**What is being asked:** Reproduce the entries below word for word, keeping every line as it appears.

**Dataset records:**
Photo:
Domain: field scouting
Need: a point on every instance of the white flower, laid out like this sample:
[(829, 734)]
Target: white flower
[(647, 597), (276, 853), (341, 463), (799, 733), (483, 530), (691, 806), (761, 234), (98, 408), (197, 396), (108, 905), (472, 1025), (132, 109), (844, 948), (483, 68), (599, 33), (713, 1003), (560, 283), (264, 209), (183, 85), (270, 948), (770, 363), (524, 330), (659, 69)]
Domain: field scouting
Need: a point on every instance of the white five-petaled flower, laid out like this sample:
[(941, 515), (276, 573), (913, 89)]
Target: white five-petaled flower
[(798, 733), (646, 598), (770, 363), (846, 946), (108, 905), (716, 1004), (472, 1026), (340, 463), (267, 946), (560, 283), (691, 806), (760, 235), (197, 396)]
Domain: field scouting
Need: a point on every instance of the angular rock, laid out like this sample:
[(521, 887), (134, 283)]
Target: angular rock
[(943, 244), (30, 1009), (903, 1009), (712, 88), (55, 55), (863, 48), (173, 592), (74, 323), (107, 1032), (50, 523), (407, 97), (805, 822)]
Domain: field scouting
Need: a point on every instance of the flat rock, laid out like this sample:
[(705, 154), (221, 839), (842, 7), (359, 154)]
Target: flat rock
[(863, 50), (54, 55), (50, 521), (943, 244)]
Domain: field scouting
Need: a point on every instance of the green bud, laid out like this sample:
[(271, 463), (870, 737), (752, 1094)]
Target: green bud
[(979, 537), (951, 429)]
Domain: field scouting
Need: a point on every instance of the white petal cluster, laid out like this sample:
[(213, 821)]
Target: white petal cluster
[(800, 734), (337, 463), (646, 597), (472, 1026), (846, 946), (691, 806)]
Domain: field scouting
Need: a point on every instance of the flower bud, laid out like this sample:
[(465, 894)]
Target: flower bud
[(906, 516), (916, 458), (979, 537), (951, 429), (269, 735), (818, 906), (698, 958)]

**Exercise response:**
Photo:
Domain: field scouting
Need: a point on every instance of the white flower, laid out like this sample:
[(829, 734)]
Target: white flower
[(647, 597), (276, 853), (341, 463), (799, 733), (483, 530), (691, 806), (761, 234), (98, 408), (197, 396), (108, 905), (472, 1025), (132, 109), (844, 948), (483, 68), (599, 33), (713, 1003), (560, 283), (264, 209), (183, 85), (270, 948), (770, 363), (524, 330), (659, 69)]
Domain: field scouting
Need: a point on every instance of the white five-petaled flower, laid out like this sample:
[(941, 515), (276, 573), (913, 89)]
Target: white five-petaled flower
[(798, 733), (646, 598), (770, 363), (846, 946), (108, 905), (716, 1004), (472, 1026), (340, 463), (267, 946), (560, 283), (691, 806), (760, 235), (197, 396)]
Domain: field scouting
Need: a point on every instance of the angular rock, laid out like this sample:
[(521, 887), (134, 283)]
Target: angular rock
[(943, 244), (30, 1009), (903, 1009), (712, 88), (55, 55), (863, 48), (173, 592), (74, 323), (107, 1032), (50, 523), (407, 97), (805, 822)]
Domain: field scouting
Need: a point on every instance of the flat rock, laid out like this sample:
[(705, 154), (221, 839), (842, 7), (359, 154)]
Target: flat rock
[(863, 50), (54, 55), (50, 521), (943, 244)]
Domain: field scouting
Need: a point on every instance of the green bud, laid out like this sample:
[(271, 463), (870, 737), (752, 1094)]
Target: green bud
[(979, 537), (951, 429)]
Domain: field scouting
Need: a point on every instance of the white petal cluster, laid out like this sample:
[(213, 821)]
Target: white petal cluster
[(800, 734), (337, 463), (646, 597), (472, 1026), (846, 946), (691, 806)]
Domain: field scouting
Need: a point on every instance of the flower bud, laid out like this sample:
[(465, 894)]
Target: flower bud
[(906, 516), (916, 458), (979, 537), (951, 429), (269, 735), (818, 906), (698, 958)]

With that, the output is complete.